**Short exercise:** Reproduce verbatim only the lines from the one containing "Please tag the cumulus" through the last line below, both included.

— Start Excerpted data —

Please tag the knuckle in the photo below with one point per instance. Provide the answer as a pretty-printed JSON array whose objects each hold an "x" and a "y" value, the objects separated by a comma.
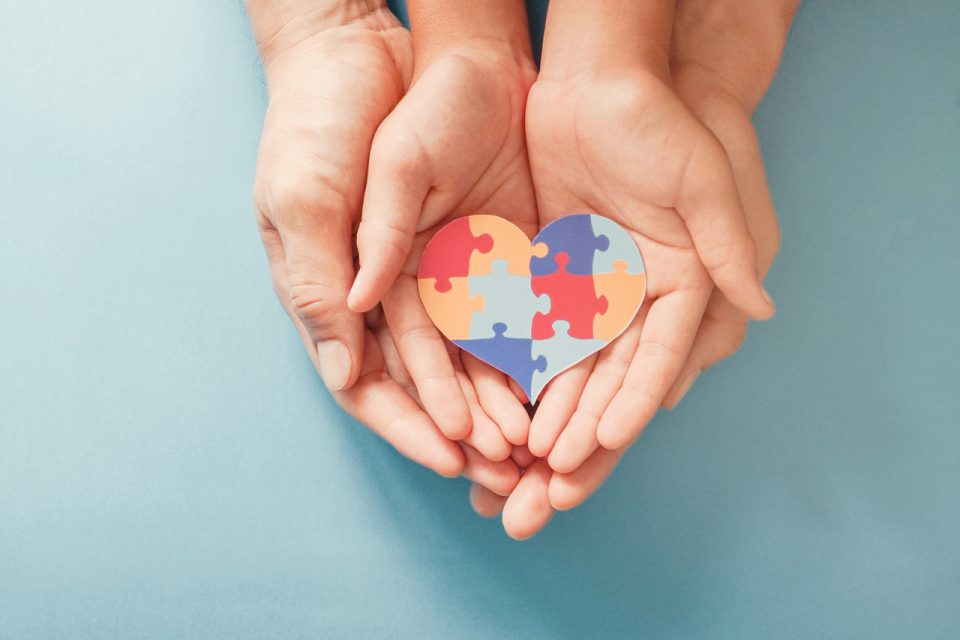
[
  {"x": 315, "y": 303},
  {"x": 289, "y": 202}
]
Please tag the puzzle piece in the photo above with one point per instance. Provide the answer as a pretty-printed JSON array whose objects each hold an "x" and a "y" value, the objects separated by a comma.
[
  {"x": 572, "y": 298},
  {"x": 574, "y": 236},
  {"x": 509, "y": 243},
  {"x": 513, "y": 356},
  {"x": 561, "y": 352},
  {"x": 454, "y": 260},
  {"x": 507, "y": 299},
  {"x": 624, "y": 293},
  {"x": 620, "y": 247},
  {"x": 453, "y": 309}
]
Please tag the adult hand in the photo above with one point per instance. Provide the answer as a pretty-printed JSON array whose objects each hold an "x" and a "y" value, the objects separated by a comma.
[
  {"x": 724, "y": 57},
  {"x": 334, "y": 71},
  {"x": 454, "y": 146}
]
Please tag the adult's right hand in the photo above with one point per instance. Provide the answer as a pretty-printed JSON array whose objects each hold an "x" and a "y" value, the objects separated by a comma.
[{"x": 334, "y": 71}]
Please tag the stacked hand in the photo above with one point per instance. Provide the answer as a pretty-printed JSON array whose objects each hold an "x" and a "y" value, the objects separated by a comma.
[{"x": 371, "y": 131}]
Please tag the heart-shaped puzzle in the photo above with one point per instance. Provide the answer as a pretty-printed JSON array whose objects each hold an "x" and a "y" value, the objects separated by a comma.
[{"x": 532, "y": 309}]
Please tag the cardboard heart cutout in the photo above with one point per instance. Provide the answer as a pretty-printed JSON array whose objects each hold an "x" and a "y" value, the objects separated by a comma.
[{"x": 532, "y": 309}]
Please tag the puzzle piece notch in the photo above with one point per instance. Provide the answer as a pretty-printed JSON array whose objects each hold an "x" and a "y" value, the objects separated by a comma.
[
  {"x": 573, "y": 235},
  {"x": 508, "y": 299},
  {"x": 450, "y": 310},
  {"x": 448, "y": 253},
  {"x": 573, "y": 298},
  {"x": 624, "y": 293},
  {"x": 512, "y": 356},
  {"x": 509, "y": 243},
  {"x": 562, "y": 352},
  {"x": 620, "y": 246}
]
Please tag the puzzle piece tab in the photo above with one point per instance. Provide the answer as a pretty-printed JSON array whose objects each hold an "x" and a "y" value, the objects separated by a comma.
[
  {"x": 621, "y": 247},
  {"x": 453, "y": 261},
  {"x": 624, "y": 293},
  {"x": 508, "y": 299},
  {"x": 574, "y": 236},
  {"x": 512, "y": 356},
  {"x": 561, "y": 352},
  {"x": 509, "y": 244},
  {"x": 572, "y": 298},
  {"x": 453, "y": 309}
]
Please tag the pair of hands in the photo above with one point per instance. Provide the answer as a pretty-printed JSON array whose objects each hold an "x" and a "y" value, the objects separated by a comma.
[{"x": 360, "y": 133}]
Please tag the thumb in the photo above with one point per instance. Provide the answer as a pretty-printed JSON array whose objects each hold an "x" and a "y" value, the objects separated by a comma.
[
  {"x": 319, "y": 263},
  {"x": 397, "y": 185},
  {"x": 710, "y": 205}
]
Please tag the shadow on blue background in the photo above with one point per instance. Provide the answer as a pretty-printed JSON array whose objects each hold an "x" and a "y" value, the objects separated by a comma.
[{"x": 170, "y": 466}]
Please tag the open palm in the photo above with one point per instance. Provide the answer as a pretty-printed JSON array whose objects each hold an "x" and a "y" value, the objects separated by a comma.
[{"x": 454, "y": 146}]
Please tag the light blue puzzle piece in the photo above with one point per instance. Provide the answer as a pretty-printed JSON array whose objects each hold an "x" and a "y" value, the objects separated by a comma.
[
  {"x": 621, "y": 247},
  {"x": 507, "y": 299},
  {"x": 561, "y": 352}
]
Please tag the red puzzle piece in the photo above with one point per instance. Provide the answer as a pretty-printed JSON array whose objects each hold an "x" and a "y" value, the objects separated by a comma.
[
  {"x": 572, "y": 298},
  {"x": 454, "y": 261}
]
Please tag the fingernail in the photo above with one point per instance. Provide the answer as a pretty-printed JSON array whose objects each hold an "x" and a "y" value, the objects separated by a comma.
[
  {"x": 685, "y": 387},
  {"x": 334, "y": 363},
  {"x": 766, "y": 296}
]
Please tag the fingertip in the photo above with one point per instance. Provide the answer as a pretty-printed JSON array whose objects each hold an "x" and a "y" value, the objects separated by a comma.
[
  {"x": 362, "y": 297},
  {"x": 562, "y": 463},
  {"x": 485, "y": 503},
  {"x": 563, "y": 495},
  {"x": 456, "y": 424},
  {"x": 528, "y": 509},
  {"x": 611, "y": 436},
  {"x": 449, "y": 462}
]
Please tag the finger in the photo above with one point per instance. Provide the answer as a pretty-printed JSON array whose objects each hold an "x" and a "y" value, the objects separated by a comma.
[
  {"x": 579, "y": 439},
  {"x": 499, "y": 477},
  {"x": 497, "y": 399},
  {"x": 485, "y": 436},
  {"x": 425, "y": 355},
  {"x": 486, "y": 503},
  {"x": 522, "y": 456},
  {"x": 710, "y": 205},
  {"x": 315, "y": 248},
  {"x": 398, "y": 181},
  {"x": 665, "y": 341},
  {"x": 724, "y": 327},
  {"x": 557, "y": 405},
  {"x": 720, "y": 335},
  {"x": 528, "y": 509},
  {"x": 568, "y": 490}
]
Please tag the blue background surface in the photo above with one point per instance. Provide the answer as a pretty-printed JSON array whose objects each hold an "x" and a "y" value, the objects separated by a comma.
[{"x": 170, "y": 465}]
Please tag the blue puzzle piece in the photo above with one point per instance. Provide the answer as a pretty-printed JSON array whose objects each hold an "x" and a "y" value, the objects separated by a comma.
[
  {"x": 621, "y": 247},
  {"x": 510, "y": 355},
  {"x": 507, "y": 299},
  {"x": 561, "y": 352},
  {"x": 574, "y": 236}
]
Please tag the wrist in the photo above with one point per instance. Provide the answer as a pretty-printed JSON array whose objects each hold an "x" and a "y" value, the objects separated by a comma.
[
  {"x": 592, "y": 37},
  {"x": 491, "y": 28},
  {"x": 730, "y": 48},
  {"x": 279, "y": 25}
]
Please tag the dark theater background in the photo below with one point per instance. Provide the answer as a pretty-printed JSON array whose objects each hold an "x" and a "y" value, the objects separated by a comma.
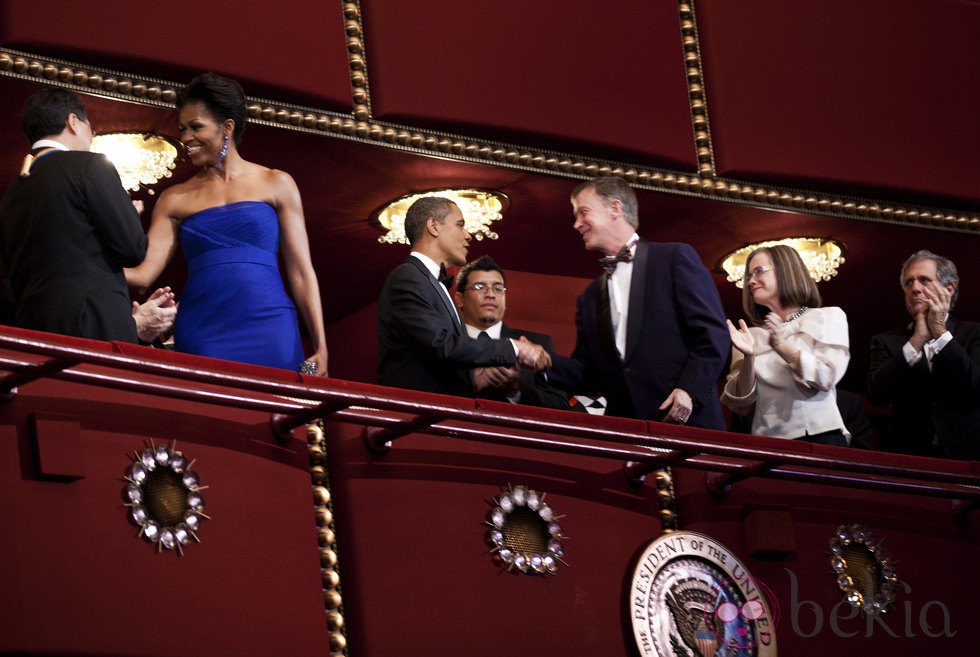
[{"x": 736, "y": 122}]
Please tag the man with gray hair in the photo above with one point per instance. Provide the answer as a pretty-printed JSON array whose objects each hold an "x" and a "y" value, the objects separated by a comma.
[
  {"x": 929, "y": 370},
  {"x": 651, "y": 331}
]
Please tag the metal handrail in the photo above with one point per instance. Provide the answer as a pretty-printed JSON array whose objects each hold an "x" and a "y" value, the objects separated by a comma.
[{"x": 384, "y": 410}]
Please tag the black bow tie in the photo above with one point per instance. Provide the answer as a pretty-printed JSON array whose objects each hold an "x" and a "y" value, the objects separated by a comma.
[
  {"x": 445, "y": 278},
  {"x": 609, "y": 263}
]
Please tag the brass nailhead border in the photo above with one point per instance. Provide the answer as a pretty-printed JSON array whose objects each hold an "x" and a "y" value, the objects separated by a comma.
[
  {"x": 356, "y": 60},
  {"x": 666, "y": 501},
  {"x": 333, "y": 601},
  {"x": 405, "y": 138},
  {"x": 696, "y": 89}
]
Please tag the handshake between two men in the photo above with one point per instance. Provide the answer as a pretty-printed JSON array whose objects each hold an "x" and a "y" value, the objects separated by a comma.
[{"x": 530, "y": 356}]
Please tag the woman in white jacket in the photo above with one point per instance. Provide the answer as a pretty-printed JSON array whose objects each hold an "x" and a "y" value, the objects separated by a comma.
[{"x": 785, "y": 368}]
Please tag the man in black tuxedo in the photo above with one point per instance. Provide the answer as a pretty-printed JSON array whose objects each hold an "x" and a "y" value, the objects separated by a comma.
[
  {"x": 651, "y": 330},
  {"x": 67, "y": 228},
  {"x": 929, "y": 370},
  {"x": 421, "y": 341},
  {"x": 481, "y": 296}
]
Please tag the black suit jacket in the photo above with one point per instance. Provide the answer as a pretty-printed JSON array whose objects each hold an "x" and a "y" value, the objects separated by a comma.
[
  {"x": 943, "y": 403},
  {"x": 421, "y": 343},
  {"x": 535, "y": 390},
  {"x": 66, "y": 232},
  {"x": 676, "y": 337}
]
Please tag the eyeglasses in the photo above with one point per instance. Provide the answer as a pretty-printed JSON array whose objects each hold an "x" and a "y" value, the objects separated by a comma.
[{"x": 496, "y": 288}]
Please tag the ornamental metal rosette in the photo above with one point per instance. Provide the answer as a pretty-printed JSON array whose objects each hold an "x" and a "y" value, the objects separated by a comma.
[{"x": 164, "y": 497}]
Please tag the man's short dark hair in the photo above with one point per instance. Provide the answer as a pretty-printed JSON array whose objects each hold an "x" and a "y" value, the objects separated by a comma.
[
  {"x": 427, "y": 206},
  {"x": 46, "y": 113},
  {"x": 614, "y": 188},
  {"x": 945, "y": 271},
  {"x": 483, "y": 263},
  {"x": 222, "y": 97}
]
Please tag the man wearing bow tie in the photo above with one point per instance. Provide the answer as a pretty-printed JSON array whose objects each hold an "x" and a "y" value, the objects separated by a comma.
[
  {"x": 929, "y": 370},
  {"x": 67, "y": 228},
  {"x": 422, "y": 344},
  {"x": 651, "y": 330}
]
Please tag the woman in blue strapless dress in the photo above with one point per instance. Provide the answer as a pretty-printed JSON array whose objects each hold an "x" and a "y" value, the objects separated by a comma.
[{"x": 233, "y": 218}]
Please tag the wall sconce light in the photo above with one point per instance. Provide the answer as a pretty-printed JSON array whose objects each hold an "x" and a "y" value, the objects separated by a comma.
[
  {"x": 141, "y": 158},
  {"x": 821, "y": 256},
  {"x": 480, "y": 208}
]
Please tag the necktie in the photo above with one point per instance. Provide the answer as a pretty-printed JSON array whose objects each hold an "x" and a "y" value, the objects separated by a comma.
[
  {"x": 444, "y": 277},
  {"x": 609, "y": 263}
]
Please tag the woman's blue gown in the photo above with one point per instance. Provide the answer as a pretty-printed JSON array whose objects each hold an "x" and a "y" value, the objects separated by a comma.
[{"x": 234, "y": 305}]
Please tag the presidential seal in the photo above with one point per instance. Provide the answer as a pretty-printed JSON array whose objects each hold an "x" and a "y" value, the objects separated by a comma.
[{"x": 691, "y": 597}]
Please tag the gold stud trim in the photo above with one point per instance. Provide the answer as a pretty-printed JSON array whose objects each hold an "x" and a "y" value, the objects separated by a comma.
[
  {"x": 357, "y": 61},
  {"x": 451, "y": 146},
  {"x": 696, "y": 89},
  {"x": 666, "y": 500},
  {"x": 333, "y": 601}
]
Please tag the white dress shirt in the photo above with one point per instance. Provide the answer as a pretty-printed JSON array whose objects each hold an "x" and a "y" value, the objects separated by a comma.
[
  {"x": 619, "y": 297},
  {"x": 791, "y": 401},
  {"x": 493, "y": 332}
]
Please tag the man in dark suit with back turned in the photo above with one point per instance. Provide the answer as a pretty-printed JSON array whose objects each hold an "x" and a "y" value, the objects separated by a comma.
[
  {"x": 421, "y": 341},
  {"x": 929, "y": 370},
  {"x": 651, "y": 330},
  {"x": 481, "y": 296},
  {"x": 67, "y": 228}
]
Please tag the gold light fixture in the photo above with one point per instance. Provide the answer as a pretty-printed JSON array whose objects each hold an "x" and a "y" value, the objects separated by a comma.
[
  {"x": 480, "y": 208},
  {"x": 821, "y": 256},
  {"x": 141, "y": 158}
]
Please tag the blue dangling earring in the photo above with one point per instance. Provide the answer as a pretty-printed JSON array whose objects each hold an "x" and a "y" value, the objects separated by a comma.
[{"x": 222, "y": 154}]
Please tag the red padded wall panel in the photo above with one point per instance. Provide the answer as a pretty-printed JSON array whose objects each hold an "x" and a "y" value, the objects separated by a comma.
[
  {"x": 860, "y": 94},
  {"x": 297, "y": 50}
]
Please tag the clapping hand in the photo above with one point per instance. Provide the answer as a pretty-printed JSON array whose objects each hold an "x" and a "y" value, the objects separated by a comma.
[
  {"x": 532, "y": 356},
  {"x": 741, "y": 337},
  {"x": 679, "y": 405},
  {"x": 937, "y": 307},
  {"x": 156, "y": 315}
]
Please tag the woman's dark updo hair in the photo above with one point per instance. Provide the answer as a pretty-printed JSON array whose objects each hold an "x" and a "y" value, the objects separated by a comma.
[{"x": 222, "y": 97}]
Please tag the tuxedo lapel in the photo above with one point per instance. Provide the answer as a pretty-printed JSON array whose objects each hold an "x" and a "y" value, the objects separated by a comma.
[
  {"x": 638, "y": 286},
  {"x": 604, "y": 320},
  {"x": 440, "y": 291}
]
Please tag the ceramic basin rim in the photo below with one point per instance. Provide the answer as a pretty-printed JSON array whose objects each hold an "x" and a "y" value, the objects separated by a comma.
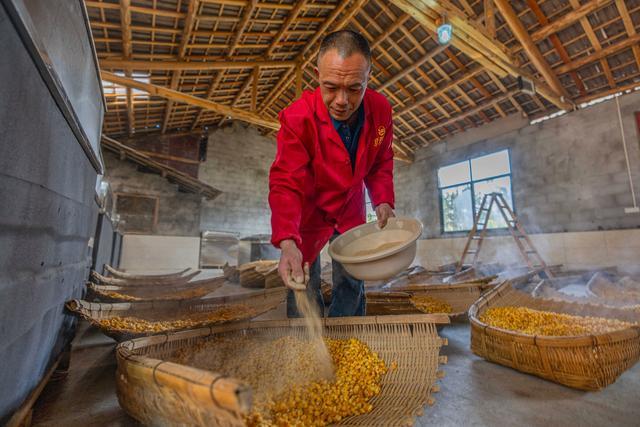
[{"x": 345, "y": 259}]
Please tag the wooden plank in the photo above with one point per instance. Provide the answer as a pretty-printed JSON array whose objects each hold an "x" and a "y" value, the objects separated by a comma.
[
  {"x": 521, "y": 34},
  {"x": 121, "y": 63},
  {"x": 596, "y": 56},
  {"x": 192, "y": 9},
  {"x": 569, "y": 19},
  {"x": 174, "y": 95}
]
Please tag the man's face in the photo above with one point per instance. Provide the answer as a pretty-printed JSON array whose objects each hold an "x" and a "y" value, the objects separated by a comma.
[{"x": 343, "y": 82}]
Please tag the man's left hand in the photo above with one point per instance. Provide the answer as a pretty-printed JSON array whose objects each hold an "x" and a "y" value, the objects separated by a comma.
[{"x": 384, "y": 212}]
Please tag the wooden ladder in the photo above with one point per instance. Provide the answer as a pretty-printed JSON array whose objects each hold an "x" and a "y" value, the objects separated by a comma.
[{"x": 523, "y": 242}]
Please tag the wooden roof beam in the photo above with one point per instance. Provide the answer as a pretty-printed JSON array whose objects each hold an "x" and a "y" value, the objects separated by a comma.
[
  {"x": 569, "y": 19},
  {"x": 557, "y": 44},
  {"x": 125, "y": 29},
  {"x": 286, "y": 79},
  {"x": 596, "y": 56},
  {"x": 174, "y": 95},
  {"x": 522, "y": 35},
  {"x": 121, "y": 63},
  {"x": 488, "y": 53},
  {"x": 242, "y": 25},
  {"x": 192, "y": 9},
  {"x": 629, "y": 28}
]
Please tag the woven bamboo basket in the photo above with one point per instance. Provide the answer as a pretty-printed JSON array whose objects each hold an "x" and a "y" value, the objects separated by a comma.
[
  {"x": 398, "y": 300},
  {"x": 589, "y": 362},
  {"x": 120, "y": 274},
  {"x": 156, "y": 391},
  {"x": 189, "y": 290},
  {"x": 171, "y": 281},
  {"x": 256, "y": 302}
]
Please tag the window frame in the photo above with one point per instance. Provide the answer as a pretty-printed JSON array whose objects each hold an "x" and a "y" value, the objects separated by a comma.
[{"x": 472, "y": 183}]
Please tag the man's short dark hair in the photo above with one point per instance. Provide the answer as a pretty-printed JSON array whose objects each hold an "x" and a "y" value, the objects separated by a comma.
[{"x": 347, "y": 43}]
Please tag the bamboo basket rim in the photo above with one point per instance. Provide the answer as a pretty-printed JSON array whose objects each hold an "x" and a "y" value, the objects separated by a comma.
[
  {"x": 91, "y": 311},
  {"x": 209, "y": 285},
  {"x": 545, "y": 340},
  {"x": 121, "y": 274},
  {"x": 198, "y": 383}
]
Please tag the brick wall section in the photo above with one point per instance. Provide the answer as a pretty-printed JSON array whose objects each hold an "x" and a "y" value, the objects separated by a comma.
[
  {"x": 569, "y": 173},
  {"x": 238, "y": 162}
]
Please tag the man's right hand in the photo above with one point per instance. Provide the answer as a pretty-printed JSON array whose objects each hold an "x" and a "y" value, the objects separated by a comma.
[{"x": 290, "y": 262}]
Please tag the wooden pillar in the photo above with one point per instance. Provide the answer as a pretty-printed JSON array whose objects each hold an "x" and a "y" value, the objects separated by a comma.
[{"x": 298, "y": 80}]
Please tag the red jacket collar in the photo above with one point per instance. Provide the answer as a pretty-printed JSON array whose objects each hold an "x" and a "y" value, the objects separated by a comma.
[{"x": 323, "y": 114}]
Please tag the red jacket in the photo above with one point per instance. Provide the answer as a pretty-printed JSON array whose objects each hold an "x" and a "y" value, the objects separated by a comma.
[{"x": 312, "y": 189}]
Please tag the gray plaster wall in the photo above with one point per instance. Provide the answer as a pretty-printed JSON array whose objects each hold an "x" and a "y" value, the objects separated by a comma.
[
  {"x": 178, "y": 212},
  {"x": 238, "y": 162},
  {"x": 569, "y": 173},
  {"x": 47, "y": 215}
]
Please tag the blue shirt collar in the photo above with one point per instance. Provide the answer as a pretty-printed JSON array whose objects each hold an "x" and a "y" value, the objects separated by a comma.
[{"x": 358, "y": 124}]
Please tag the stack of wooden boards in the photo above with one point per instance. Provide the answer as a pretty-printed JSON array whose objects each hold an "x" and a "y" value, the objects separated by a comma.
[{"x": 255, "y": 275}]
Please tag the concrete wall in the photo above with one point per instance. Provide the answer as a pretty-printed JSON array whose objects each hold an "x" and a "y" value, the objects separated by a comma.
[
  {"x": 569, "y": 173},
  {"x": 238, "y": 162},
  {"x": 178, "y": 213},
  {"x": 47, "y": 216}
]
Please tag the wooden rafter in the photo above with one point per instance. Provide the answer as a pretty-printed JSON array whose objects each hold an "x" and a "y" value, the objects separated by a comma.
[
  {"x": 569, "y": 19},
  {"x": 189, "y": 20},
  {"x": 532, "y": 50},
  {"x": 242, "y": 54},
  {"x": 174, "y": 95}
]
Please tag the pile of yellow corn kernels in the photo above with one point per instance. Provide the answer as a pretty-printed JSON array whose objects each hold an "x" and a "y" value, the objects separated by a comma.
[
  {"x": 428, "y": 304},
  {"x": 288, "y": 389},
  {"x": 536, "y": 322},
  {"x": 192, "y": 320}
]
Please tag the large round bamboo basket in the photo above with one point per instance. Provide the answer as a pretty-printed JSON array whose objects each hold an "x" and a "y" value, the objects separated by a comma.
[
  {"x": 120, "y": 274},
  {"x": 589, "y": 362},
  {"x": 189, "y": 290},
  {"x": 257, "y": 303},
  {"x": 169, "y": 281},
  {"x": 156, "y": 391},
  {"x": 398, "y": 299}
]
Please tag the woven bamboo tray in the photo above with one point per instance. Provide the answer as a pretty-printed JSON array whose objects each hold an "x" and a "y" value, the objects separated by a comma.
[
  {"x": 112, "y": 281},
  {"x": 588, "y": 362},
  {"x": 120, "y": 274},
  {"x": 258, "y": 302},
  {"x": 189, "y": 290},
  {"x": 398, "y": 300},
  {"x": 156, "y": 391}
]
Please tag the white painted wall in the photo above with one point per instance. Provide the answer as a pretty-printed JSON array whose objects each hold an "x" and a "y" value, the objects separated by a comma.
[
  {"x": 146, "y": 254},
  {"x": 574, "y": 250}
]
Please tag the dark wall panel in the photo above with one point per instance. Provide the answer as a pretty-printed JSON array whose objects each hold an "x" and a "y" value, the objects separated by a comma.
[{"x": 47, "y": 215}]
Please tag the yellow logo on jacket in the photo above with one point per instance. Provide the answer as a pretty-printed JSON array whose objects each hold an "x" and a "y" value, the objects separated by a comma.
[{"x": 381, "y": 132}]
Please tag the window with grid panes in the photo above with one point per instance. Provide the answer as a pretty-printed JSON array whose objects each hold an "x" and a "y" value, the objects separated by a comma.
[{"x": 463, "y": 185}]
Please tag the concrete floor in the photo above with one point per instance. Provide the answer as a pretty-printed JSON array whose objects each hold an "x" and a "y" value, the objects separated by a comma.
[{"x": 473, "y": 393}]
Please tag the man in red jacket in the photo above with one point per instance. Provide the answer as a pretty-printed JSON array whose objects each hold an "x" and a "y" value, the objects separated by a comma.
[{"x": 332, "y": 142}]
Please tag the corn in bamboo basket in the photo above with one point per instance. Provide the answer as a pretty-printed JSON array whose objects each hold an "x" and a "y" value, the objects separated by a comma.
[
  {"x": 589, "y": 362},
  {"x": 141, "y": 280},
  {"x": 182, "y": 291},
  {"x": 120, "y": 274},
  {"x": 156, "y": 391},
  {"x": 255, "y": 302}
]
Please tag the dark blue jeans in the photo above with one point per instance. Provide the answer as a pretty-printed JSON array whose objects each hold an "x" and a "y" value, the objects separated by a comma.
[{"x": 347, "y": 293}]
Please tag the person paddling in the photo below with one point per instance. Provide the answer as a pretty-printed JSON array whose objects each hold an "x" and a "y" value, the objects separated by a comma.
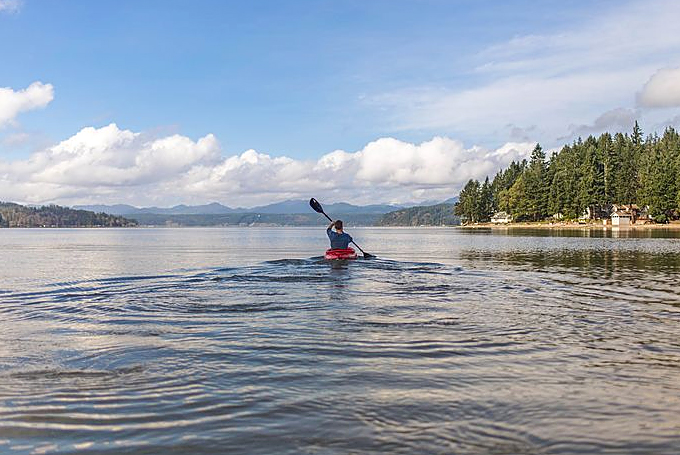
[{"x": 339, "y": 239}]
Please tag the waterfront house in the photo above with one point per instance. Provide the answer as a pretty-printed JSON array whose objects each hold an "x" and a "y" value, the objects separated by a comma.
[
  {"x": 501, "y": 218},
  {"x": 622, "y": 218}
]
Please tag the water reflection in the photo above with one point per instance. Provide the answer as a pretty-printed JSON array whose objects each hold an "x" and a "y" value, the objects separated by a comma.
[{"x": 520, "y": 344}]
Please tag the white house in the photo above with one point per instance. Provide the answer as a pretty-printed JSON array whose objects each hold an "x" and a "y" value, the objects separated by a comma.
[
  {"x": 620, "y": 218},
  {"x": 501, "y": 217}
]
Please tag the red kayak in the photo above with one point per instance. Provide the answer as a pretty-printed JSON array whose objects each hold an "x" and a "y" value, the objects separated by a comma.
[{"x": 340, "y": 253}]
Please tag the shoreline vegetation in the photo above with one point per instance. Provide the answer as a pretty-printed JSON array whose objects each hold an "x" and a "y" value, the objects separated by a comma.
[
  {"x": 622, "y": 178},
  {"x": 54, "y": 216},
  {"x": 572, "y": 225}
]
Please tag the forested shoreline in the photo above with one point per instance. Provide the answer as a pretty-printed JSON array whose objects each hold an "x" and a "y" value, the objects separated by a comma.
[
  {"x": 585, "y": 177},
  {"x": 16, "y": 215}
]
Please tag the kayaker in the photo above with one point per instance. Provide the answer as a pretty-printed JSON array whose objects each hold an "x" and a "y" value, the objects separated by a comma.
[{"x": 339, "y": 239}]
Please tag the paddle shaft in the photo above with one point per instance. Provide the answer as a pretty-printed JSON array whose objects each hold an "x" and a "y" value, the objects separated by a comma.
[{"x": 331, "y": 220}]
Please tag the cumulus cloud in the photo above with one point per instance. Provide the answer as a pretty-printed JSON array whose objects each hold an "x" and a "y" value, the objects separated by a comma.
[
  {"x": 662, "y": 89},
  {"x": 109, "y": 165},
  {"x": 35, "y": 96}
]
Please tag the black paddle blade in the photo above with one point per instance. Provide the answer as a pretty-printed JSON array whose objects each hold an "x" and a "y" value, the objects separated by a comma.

— End Excerpted data —

**Solution for this problem:**
Please tag the cumulus cloud in the photo above with one point per instance. Provide the answer as a pretty-printed JSON array whose objects each hold an "x" and a "y" value, the objects separated by a comma.
[
  {"x": 662, "y": 89},
  {"x": 109, "y": 165},
  {"x": 35, "y": 96}
]
Please tag the black paddle blade in the photo above with one point per instance. Provide the answer as a pretty-printed JSON array whose objects each hold an "x" and a "y" value, the objects separated by a comma.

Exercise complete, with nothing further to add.